» **STATED EXERCISE A**
Pull out each line of the records that contains the string "JSON".

Studio album by Poetic Ammo
- Released: 15 December 2002
- Recorded: 2001 – 2002
- Studio: Playtime Studios; Synchrosound Studios;
- Genre: Hip-hop; rap;
- Length: 63:20
- Label: Positive Tone; EMI Music Malaysia;
- Producer: Yogi B

Poetic Ammo chronology
| The World is Yours (2000) | Return of tha' Boombox (2002) | The Best of Poetic Ammo (2004) |

Singles from Return of tha' Boombox
- "Asian Stylez" Released: 2002; "Monay Monay" Released: 2003;

= Return of tha' Boombox =

Return of tha' Boombox is a third and final studio album by Malaysian hip hop group, Poetic Ammo, released on 15 December 2002 by Positive Tone and EMI Music Malaysia.

==Production==
Return of tha' Boombox was heavily influenced by Poetic Ammo. It is their first release as a duo, following the departure of their two original members Landslyde and C. Loco in 2001 after recorded their first two albums with the group, leaving Yogi B and Point Blanc as the remaining members. Like their debut album, It's a Nice Day to Be Alive (1998), the album includes numerous interludes. They were joined by guest artistes like Amylene @ Shorti, Reefa and Azan Addin, a member of Malaysian R&B group, Ruffedge.

» **MATERIAL PROVIDED**
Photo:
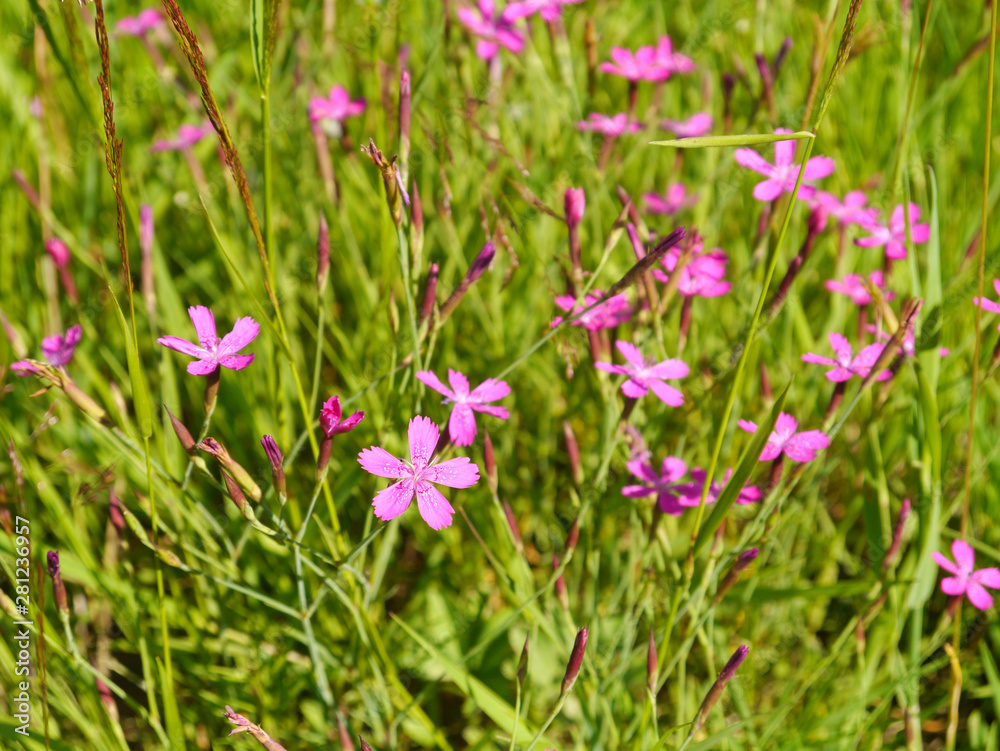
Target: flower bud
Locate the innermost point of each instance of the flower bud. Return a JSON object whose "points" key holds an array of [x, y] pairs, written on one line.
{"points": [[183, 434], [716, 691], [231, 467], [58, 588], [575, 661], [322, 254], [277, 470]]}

...

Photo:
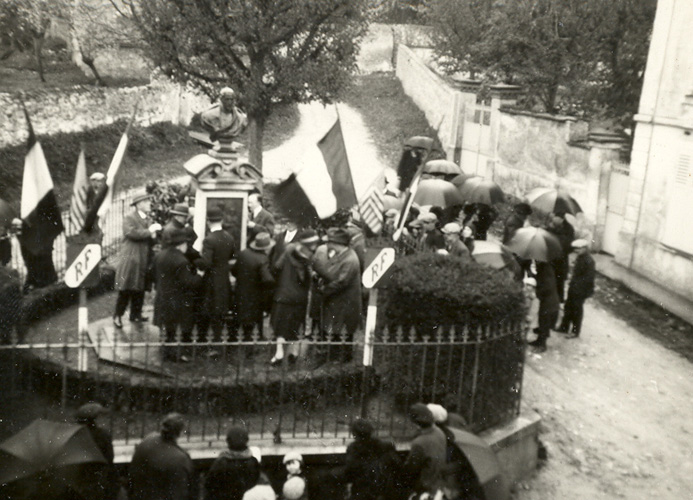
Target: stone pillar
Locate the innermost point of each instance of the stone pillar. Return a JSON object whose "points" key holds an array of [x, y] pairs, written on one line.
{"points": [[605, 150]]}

» **STATED EXERCISE B**
In the album article, which two original members left Poetic Ammo in 2001?

» **WORKED SOLUTION A**
Locate the innermost point of each instance of the flower bud. Return a JSON object whose "points" key holds an array of [x, y] pairs, written on one line.
Locate the innermost point of each instance of the stone pillar. Return a JSON object whose "points" key holds an array of [x, y] pairs, written on one line.

» **WORKED SOLUTION B**
Landslyde and C. Loco